◆ **SELECTED TEXT**:
○ ○ ○

In 975 the Byzantines arrived and occupied Apamea for eighteen years up until 993. In 1106, it was conquered by the Crusaders. Forty-three years later, in 1149, the town was once again taken over by Nour Al-Din Ibn-Zanki.

Both a Hellenistic and Roman city, Apamea is laid out in chess-board fashion, like so many other imperial cities. The sitting of the various buildings and quarters of the city was determined in relation to the cardo, the central axis. Along this splendid thoroughfare which was lined with shops and linked the principal gates of the city flowed most of the public life of the city. The decumanus crossed the cardo at a right angle, usually somewhere about midway along its length and close to the agora or forum.

The cardo at Apamea was almost two kilometers long (1.850 m to be precise) and 37.50 meters wide. Originally 1,200 columns soared up into the sky. Quite a respectable boulevard for even a modern city! It was lined throughout its length with porticoes which rested on lofty columns. Monotony in the general perspective was avoided by subtle differences in the various sections of the colonnade; smooth columns with twisted moldings at the base, columns with straight or twisted fluting. All the capitals were elegant Corinthian ones.

○ ○ ○

Records of labeled points
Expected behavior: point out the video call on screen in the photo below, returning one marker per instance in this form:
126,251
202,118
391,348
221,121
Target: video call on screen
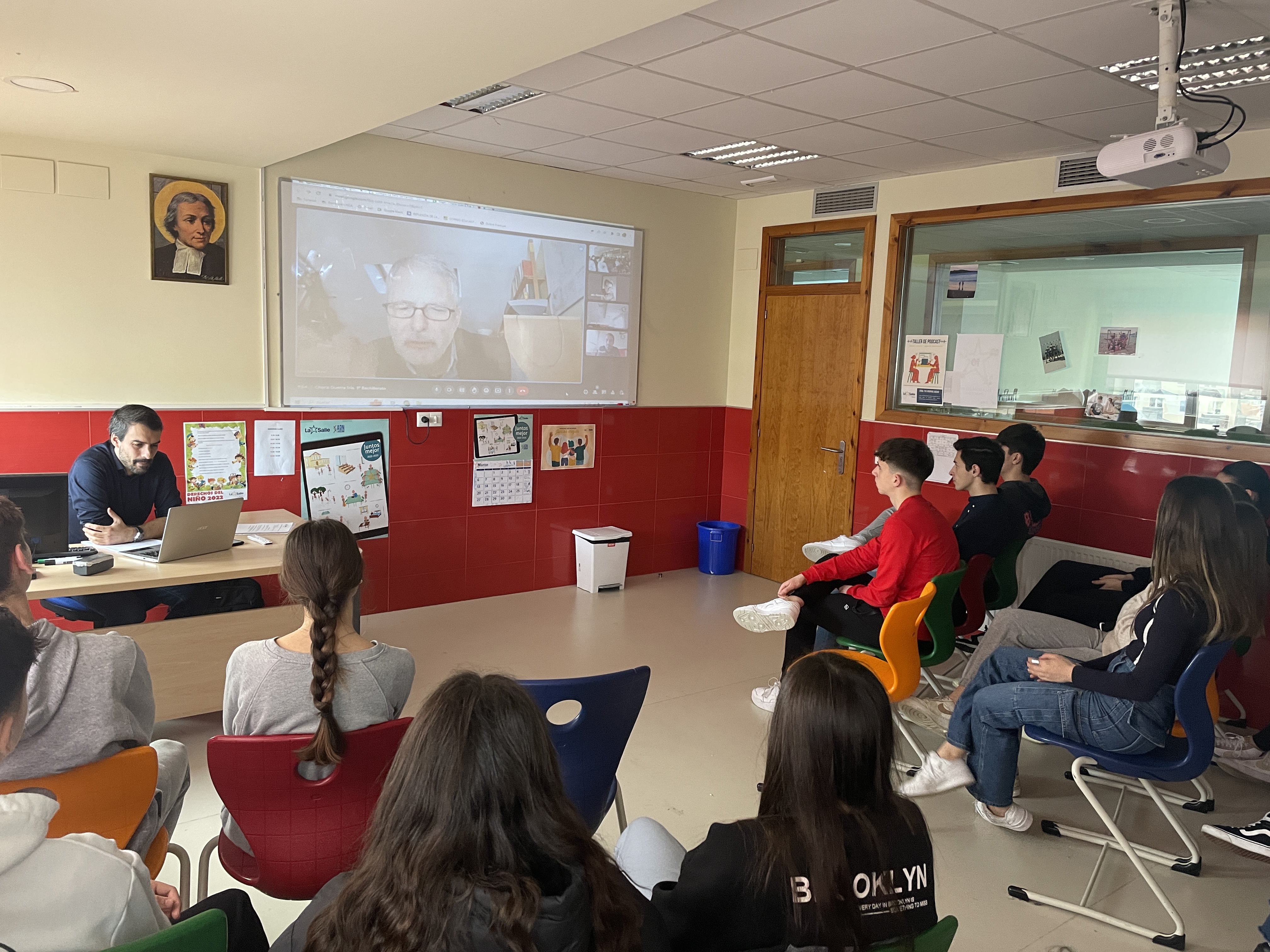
403,300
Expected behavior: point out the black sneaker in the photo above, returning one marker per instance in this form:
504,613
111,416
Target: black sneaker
1251,841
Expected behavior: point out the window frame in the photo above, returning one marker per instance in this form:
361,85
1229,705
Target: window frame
902,224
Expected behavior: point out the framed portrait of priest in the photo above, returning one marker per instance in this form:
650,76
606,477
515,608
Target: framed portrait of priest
190,230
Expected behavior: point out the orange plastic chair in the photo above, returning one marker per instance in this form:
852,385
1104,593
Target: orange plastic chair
110,798
900,669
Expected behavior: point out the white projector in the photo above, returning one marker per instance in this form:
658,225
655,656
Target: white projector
1168,156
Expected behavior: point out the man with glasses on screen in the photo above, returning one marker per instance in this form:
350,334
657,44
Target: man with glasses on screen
425,339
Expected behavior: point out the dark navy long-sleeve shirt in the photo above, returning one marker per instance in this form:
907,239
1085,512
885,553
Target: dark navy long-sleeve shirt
98,480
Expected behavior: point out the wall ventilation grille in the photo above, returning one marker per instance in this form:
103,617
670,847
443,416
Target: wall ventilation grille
840,201
1079,172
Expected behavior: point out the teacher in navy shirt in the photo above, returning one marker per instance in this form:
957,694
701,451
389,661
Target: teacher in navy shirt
113,487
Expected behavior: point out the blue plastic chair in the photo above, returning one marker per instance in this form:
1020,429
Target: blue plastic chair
591,745
1179,761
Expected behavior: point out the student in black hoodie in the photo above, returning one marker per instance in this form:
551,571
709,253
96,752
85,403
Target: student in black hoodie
474,845
1024,447
835,858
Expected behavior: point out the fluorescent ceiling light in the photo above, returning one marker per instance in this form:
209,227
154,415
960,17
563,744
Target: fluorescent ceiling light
487,99
750,154
1230,65
40,84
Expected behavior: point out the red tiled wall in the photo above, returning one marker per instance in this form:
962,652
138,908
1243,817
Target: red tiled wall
660,471
1101,497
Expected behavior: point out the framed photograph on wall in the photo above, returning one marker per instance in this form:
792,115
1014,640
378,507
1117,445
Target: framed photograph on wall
190,230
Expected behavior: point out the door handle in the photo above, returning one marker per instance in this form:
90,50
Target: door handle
843,455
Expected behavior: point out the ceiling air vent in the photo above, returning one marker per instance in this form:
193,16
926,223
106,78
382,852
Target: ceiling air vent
841,201
1079,172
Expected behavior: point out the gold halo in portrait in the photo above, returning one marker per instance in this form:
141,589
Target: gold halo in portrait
199,188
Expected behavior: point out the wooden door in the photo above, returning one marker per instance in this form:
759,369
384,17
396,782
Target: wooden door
809,381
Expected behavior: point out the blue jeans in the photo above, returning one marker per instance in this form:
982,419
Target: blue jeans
1003,699
131,607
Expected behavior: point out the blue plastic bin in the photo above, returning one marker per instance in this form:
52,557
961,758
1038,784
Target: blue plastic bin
717,547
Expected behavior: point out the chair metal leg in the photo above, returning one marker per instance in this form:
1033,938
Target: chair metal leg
1206,804
205,860
621,808
1136,853
183,858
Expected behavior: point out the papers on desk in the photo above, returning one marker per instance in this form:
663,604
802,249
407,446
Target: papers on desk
263,529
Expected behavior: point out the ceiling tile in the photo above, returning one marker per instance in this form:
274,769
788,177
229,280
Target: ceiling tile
660,40
632,176
1123,31
436,117
975,64
748,118
394,133
673,167
859,32
916,156
743,65
647,93
598,150
665,136
743,14
464,145
1061,96
1014,141
571,116
1013,13
704,188
556,162
848,94
506,133
944,117
566,73
838,138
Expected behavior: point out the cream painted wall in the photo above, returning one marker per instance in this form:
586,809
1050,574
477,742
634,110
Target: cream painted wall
685,314
986,184
84,326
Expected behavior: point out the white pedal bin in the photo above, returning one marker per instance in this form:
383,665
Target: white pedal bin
601,557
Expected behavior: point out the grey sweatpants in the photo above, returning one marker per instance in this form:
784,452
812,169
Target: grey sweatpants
1014,627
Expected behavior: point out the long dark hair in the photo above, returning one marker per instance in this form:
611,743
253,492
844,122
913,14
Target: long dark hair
322,568
1210,552
828,757
472,800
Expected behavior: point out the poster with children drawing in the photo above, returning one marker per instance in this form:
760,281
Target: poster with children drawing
215,461
568,447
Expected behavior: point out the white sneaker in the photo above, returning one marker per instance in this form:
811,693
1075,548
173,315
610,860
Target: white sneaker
778,615
926,712
766,697
816,551
1236,747
1016,818
938,776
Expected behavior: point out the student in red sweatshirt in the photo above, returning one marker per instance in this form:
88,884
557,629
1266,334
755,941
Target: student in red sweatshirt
839,594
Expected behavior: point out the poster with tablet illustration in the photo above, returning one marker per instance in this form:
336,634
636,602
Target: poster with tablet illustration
345,474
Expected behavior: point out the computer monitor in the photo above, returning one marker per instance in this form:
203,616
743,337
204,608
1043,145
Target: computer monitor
43,499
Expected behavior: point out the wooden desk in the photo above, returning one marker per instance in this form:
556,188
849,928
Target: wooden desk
187,657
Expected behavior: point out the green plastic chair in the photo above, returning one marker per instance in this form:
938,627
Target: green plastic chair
1005,578
210,932
938,622
938,938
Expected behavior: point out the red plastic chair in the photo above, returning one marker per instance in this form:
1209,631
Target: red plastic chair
303,832
972,594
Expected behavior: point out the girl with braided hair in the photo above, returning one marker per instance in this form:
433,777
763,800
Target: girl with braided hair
323,678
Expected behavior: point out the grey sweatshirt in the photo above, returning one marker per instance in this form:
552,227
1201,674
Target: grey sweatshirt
89,697
267,692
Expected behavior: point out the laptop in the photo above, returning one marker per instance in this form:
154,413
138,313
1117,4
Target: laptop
190,531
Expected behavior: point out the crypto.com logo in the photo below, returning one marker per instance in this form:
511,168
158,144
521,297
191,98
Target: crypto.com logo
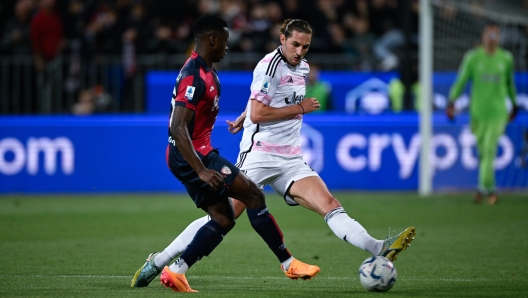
312,147
14,156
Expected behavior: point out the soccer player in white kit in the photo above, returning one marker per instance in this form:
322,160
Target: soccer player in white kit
270,151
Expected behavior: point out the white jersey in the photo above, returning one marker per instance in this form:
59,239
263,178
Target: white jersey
276,84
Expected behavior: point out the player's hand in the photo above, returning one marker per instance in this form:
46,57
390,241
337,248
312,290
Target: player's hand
211,177
450,111
237,125
310,104
513,113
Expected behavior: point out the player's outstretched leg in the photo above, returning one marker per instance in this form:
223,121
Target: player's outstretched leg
146,273
175,281
394,245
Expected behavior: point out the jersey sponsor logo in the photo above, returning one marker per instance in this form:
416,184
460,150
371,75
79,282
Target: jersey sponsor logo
263,211
189,93
225,170
215,103
265,87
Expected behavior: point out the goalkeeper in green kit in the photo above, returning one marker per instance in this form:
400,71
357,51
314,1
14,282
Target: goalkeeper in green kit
490,69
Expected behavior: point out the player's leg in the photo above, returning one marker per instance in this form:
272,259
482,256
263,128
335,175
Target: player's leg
312,193
181,242
492,133
479,131
207,238
265,225
300,183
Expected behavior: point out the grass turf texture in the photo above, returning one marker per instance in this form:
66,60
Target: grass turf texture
90,246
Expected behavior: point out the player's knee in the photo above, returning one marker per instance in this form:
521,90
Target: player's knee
256,196
226,223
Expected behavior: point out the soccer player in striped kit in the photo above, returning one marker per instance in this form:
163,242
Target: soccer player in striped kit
209,179
270,151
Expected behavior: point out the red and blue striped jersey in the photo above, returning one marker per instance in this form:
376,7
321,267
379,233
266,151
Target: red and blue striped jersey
197,88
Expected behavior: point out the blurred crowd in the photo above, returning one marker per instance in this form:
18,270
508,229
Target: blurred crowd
370,30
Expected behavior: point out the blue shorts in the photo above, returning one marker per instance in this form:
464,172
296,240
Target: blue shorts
199,190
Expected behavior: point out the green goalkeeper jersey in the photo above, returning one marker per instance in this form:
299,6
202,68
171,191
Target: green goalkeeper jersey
492,81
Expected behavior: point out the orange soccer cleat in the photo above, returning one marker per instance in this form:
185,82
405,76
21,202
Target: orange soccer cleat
302,270
176,281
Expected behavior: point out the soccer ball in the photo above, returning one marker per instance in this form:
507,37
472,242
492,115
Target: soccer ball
377,274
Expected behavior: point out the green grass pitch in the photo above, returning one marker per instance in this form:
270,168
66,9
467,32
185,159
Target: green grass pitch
91,245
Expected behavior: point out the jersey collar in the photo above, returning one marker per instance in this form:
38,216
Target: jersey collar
200,60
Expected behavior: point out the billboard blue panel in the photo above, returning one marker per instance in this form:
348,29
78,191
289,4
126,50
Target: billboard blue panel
351,91
127,153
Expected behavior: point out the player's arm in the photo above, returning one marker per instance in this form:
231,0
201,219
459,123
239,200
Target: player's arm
463,76
261,112
263,88
181,117
464,73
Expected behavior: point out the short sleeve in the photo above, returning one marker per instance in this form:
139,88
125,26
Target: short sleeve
265,80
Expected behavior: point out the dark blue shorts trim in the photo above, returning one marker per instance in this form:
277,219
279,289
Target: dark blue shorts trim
201,191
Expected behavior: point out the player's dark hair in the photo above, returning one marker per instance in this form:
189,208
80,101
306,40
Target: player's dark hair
491,23
298,25
208,24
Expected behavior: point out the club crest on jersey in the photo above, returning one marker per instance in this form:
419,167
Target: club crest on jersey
265,87
225,170
189,93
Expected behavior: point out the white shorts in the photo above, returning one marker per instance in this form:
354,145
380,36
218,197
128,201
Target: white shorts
276,171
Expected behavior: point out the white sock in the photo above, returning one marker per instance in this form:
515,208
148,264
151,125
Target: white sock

○ ○ ○

◆ **OBJECTIVES**:
#1 From the passage on Apamea above the lines, reproduce word for word the part that opens with the words containing "The cardo at Apamea" and closes with "elegant Corinthian ones.".
#2 Translate this sentence from the passage on Apamea into French: "Originally 1,200 columns soared up into the sky."

◆ **RESPONSES IN ORDER**:
#1
The cardo at Apamea was almost two kilometers long (1.850 m to be precise) and 37.50 meters wide. Originally 1,200 columns soared up into the sky. Quite a respectable boulevard for even a modern city! It was lined throughout its length with porticoes which rested on lofty columns. Monotony in the general perspective was avoided by subtle differences in the various sections of the colonnade; smooth columns with twisted moldings at the base, columns with straight or twisted fluting. All the capitals were elegant Corinthian ones.

#2 À l'origine, 1 200 colonnes s'élevaient vers le ciel.